━━━ Data section ━━━

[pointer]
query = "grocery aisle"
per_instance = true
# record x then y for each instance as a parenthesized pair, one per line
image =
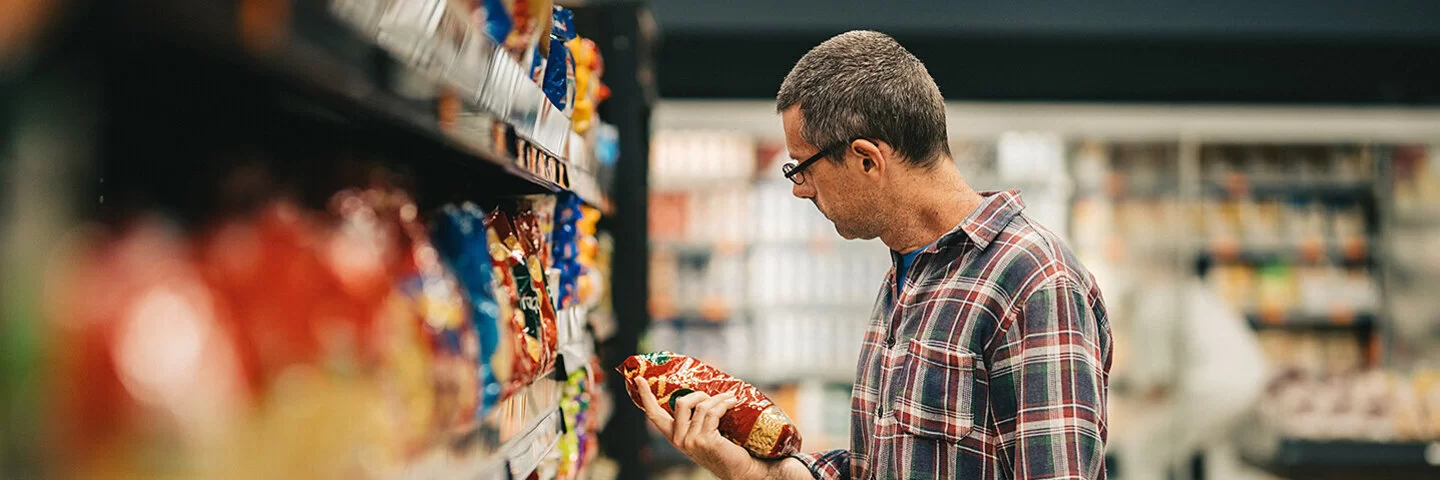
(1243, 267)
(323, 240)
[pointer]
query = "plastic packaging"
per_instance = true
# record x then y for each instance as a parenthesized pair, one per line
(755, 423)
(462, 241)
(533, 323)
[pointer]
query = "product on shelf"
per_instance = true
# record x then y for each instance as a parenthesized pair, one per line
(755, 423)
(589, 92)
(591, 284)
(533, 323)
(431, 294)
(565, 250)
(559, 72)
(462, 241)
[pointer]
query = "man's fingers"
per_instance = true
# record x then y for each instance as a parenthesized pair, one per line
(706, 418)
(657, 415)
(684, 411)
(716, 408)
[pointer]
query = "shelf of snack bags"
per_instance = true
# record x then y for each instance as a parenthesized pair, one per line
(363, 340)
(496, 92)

━━━

All lines above that include the word "shelf" must be copied into the answer.

query = "product on shelf"
query = "shelf of snack bags"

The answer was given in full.